* **Do this**:
Take the records underneath and set them down exactly.
=-=-=-=-=
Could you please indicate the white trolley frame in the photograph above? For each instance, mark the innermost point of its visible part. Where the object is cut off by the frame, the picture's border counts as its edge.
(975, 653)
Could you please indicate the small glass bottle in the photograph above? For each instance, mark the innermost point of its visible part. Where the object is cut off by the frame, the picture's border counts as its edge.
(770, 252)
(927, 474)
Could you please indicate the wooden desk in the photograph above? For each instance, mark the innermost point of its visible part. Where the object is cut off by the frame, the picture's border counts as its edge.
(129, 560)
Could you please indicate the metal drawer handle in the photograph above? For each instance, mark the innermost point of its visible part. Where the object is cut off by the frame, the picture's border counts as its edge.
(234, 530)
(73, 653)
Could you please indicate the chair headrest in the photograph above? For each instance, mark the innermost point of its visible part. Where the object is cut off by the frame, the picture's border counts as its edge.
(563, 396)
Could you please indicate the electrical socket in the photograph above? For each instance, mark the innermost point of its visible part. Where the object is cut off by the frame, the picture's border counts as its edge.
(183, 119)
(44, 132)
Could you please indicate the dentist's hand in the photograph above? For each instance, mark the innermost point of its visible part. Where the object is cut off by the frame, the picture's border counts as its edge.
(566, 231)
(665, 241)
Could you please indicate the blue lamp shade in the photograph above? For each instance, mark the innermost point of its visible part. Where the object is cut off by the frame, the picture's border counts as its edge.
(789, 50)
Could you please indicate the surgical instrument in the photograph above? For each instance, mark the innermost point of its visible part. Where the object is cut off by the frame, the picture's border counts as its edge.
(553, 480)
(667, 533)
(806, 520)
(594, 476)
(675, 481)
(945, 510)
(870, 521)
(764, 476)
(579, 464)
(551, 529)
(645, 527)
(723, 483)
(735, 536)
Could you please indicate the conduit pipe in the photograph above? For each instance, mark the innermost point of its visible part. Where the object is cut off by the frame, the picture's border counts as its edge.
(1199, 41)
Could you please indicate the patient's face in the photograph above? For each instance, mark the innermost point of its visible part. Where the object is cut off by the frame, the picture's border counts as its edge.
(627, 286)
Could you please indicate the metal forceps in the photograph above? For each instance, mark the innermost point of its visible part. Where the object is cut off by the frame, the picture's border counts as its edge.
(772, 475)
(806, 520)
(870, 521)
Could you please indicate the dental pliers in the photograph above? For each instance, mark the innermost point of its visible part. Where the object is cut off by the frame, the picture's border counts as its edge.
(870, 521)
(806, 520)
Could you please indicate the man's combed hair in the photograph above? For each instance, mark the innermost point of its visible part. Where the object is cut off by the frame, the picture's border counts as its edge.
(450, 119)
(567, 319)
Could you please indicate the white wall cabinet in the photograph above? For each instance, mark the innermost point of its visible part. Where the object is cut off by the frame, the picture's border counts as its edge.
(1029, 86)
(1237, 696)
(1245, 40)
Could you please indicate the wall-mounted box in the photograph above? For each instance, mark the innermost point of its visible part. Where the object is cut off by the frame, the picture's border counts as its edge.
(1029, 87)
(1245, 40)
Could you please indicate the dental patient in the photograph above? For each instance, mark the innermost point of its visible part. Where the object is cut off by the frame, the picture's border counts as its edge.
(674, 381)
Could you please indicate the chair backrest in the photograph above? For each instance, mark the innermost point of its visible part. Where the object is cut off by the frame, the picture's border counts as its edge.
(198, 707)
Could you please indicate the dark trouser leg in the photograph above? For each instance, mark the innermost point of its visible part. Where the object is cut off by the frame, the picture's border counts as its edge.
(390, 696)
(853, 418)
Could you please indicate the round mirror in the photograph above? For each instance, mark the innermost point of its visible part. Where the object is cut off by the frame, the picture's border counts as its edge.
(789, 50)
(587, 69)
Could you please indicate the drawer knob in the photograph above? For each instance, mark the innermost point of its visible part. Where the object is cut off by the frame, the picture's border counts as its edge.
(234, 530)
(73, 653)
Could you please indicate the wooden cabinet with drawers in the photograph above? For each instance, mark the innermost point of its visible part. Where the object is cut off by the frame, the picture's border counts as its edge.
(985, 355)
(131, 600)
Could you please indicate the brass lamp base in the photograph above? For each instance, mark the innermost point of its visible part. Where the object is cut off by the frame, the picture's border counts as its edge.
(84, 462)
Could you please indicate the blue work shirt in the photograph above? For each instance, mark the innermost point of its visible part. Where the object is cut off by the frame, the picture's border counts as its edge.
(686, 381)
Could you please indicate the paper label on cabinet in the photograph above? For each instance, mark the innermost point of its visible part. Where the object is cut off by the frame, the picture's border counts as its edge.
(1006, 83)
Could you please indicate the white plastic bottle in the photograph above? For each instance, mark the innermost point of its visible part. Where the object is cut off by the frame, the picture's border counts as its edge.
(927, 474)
=-=-=-=-=
* **Final answer**:
Could you please indicate the white trolley frame in the photograph above? For each instance, mark the innermost point of its visible part. Where the object is cut off by the frame, the picture's border counts as its edge.
(975, 653)
Could you please indicate the small glass bottle in the photograph above? For each instance, mark the innermost point of its visible part. Where the object is cut off by the frame, the picture's border counts as its edge.
(770, 252)
(927, 474)
Could you please indicate the wooden desk in the photograph above? For each instance, mark the innermost point of its visible part. Where the object is cut off by the frame, the picture's border counts as its edge.
(129, 560)
Could you please indicate the metal drawer handle in the photograph above? For each instance, mark the innermost point of its visible part. Where the object is cut off by the frame, the picture's border counts as its edge.
(234, 530)
(73, 653)
Could you please indicate the chair headrest in the photograph above? For each instance, mark the innermost point of its visible part. Where the object is cut off by the frame, the picture's border counts as its edge.
(563, 396)
Could you please indicate the electrical socket in the photograph above? For each instance, mark the innermost point of its visible part. Where the object is cut off by the frame, the picture's border counts as its edge.
(183, 119)
(44, 132)
Could you please indicate the dentist's hand in the photograph above? For each instance, mark the innermost point of its visible part. Where the object is cut off by the frame, the picture's border counts as its edge.
(566, 231)
(665, 241)
Could you please indicate the blue lamp shade in the photograph above? For each instance, mark the innermost point of its visible part. Where the object is cut off by the frame, the picture's border counts as its edge.
(789, 50)
Could you please indicate the surgical instrument in the photograph above? For each instance, mark the innermost point of its visible part. Where the object is cut off by the frame, the picture's border counts as its edge.
(553, 480)
(667, 533)
(806, 520)
(594, 476)
(675, 481)
(945, 510)
(870, 521)
(764, 476)
(579, 464)
(551, 529)
(645, 527)
(723, 483)
(735, 536)
Could you please indicate the conduit pipe in the photograph above? For each instance, mark the innermost point of its visible part. Where the object is cut off by the frame, the picture's border counts as its edge.
(1199, 41)
Could you please indicate the patient's face in the photograph above? For each instance, mark the innermost point of its visible part. Where the object is cut off by the frame, the picture's border counts as its edge.
(627, 286)
Could you please indicate the metal forceps in the photograph above? For each instance, mark the innermost point of its visible part. Where the object is cut off by the frame, the picture's border counts as its edge.
(772, 475)
(806, 520)
(870, 521)
Could you please indicate the dental pliers in the photograph above? For each instance, mark the innermost point of its visible part. Where the object is cut off by the frame, the picture's border counts as its edge.
(870, 521)
(806, 520)
Could you please indicate the man's combed hair in the photograph above? For each instance, mark the innermost point of its visible part. Where the object is cut off by the frame, the picture's border counts as its edge.
(450, 119)
(567, 319)
Could you please indicate the white wall cabinet in the photograph above? For each instance, mark the innermost point of its visible part. Where the object is cut off by the frame, the picture's border counts as its edge.
(1029, 86)
(1237, 696)
(1245, 40)
Could you please indicate the wall-mounted box in the photograph above? For each instance, mark the innermost point of its visible part. Where the object is cut off by the frame, the picture's border counts as its edge.
(1029, 87)
(1245, 40)
Could you please indicate the dental patient in the photograph above? For each instance, mark the innermost point of its visible part. Where the object is cut off by the frame, the picture's border counts as its edge.
(674, 381)
Could you please indicate the chair backrest in the photograph above? For each instance, mark the innermost point of its visible part. Where the object is cut off by the frame, the picture's border counts as its edge.
(198, 707)
Could you please indicate the dark trouser leg in the photograph above? For each instance, mark the innermost point of its visible part. Where the object is cut off by the frame, the picture's border counts as its edge.
(390, 696)
(853, 418)
Could you please indicate the round mirror in the photograph above? For each instance, mark the innermost point of its visible part. Where the object is cut off by the frame, the picture's border counts as its edge.
(789, 50)
(587, 69)
Could you please indicate the drawer knob in the photograph above? For each instance, mark the innermost point of its visible part. Where the object is cut off by the frame, the picture's border counts as its edge.
(234, 530)
(73, 653)
Could you please indicate the wooden cabinet with drawers in the photograph above? For each instance, mark the innermost point of its visible part. Where the object is cut off by the frame, the picture's border counts as its edge.
(985, 355)
(131, 600)
Could you please indicate the brass lamp base in the photograph above? For each instance, mark the innermost point of its visible part. Where the object is cut off by the frame, the picture's border counts as its edge.
(84, 462)
Could you please indicate the blue work shirt in the photograph above? For each instance, mark the innermost point of its visible part. Where the object is cut off by the frame, the picture's border counts as its edge.
(686, 381)
Could you please indicate the paper label on cabinet in the photograph above? For each instance, mark the innermost point of its visible part. Where the object is cut off by the frame, the picture's border counts as its edge.
(1006, 83)
Could you please indicate the white plastic bottle in the photograph above? For each instance, mark the innermost point of its visible part. Where the object is cut off by the frame, the picture's border counts as its edge.
(927, 474)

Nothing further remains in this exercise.